• **Texte à lire**:
* * * * *
Le 7 octobre 1760 (avril 1761).

Gotzkowsky vient, mon cher marquis, de me rendre votre lettre. Ne soyez pas en peine de ma bonne ville de Berlin; on a pourvu à tout, et les bourgeois ne seront molestés en rien.a Je voudrais qu'on pût terminer de même des affaires plus importantes qui m'inquiètent. Cependant nous venons de prendre encore un colonel, cent hommes et quatre canons aux cercles. Ils sont à présent entièrement expulsés de la Saxe. Nos hussards ont fait des merveilles. Ces petits succès, mon cher marquis, font que je m'applique ce proverbe latin : Maximus in minimis et minimus in maximis.b L'expédition de la Hesse échoue, et nous nous applaudissons beaucoup d'une centaine de galeux et de quelques coulevrines que nous avons pris. Nos nouvelles levées vont assez bien. Reste à savoir si le Du Moulin en a menti en Suède, ou s'il y a dit vrai. S'il a menti, moi, à la tête de mes décrotteurs, de mes ramoneurs de cheminée, de mes larrons de bataillons francs, je me battrai comme un preux chevalier. Si Du Moulin a dit vrai, j'écrirai sur mon épée : Point homicide ne seras,c et je m'en retournerai à ma charrue comme Quinctius Cincinnatus. Avouez, marquis, qu'un petit trait d'érudition et quelques mots latins donnent de la grâce au style. Un ignorant se pâme d'aise lorsqu'il peut se donner un air scientifique. Quand je suis assez heureux que d'accrocher quelque passage latin, je compare aussitôt mes lettres à celles d'Algarotti,d et


a Le Roi paya lui-même, pour soulager sa capitale, cette contribution, qui était de deux millions. Voyez, aux archives de la ville de Berlin, sa lettre au conseiller intime Kircheisen, président de la ville, en date de Meissen, 7 avril 1761.

b Voyez ci-dessus, p. 217.

c Voyez t. III, p. 15.

d Voyez t. XVIII, p. 54, 62, 72, 76, etc.
* * * * *
• **Données fournies**:
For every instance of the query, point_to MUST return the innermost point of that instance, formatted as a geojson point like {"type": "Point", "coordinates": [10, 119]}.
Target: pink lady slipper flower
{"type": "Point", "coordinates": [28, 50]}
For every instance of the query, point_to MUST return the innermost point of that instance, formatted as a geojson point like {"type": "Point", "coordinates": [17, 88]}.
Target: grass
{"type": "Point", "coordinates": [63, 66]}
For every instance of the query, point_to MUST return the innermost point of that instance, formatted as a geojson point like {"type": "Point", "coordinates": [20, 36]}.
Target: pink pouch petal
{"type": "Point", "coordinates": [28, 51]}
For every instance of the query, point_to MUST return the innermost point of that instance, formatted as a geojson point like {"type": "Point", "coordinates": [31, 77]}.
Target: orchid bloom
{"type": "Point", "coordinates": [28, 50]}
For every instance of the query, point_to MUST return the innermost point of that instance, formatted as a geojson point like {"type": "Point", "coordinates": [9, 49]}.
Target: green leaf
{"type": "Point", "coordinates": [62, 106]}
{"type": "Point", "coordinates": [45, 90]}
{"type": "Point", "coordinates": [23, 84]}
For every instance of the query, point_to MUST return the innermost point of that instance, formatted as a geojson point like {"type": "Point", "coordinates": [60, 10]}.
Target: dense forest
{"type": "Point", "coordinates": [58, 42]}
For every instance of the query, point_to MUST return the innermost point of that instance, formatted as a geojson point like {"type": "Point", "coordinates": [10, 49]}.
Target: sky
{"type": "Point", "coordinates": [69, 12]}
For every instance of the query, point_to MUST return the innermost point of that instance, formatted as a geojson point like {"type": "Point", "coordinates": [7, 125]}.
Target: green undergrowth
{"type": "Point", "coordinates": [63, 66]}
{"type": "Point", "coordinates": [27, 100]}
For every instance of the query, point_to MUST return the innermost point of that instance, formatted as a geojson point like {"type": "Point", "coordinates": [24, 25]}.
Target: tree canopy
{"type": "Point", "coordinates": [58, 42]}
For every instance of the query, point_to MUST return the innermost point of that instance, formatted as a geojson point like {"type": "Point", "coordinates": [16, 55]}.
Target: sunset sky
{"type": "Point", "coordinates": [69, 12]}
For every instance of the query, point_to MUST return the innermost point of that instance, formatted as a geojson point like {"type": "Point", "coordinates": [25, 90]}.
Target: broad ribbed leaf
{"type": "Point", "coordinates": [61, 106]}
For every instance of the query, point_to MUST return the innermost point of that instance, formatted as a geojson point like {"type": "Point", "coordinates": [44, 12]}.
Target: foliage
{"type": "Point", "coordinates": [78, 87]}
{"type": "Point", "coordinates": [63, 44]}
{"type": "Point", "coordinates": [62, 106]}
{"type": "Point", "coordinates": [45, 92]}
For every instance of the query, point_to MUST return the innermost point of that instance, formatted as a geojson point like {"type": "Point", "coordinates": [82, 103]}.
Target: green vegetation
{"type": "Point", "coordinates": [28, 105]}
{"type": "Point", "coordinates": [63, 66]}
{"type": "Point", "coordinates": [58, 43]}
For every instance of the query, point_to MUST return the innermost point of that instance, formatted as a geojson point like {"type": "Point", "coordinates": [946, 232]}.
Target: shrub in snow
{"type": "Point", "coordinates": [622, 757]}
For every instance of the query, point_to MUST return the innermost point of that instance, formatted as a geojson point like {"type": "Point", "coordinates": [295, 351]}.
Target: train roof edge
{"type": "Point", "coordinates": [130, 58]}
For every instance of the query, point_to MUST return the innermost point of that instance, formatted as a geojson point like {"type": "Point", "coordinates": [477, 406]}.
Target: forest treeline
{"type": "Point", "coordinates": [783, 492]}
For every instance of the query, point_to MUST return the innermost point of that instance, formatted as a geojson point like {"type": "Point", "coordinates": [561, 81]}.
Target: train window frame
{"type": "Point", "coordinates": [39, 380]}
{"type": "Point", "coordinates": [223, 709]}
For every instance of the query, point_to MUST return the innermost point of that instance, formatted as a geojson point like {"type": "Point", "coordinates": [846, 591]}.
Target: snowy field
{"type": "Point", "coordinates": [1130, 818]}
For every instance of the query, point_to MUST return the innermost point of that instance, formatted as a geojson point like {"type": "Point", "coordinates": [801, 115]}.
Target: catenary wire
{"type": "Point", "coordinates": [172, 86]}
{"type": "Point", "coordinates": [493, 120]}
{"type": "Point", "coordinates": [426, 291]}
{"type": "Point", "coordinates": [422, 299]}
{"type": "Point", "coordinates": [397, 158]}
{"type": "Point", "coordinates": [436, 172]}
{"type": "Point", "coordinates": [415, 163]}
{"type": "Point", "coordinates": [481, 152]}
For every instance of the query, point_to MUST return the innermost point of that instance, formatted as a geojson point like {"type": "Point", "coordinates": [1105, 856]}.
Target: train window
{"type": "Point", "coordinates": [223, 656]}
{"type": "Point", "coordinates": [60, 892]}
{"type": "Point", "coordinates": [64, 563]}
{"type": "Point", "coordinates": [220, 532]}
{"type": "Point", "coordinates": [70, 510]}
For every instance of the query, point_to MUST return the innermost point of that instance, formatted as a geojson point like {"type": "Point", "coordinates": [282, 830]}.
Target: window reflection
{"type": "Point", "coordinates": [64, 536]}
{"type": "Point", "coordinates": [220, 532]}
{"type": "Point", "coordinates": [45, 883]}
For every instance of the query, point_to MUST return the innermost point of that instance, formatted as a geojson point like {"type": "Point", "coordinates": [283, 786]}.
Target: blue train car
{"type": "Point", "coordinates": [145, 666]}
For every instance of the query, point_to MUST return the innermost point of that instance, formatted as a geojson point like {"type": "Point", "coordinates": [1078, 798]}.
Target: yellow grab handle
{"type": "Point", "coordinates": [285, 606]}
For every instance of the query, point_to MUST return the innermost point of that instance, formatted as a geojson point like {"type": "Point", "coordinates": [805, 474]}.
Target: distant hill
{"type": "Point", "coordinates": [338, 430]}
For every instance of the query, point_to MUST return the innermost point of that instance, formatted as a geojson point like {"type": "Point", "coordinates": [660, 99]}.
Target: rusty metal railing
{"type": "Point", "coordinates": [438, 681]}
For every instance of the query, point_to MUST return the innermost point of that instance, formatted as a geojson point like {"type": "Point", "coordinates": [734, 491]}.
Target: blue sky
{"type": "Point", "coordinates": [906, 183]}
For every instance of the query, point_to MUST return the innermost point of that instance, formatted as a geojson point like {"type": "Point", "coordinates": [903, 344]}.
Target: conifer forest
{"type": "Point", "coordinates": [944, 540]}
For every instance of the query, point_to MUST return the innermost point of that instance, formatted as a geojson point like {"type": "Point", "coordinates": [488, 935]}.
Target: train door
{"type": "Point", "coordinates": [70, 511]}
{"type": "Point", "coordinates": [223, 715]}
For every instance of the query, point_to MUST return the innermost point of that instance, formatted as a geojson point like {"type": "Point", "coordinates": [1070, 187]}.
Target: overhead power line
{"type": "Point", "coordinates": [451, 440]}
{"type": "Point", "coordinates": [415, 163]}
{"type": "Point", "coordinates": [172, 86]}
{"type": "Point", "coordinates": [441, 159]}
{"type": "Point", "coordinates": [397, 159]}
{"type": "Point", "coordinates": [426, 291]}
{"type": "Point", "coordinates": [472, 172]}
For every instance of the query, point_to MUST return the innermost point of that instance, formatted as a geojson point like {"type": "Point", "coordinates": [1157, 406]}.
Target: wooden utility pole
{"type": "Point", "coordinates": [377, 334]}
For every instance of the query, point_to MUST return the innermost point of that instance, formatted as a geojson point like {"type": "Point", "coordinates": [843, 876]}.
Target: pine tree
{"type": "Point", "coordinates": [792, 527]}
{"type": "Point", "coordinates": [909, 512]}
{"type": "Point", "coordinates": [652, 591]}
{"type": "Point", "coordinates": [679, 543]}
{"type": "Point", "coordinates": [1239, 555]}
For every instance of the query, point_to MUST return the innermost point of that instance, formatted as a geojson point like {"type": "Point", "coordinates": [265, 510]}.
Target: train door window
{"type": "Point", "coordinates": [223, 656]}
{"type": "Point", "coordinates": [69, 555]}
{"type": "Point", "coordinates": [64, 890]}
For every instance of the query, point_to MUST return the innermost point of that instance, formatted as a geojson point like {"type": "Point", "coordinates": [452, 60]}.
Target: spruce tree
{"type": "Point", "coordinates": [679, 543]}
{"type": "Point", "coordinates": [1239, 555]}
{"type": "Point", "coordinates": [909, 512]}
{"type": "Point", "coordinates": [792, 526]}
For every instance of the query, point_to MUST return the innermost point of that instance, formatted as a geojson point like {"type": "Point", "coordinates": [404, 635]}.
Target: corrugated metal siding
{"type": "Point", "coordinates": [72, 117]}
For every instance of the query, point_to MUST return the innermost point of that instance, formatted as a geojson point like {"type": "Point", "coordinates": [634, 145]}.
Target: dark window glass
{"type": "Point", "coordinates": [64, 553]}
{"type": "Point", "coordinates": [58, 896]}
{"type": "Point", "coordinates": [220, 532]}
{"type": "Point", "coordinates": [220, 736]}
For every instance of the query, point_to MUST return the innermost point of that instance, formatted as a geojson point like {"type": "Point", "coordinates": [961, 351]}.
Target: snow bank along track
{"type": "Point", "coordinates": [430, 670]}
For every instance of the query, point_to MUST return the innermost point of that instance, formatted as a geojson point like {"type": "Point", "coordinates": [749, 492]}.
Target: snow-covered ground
* * * * *
Reproduisez à l'identique le passage de la lettre compris entre « a Le Roi paya » et « 72, 76, etc. », ces deux bornes incluses. Les entrées proviennent d'une autre source que la lettre.

a Le Roi paya lui-même, pour soulager sa capitale, cette contribution, qui était de deux millions. Voyez, aux archives de la ville de Berlin, sa lettre au conseiller intime Kircheisen, président de la ville, en date de Meissen, 7 avril 1761.

b Voyez ci-dessus, p. 217.

c Voyez t. III, p. 15.

d Voyez t. XVIII, p. 54, 62, 72, 76, etc.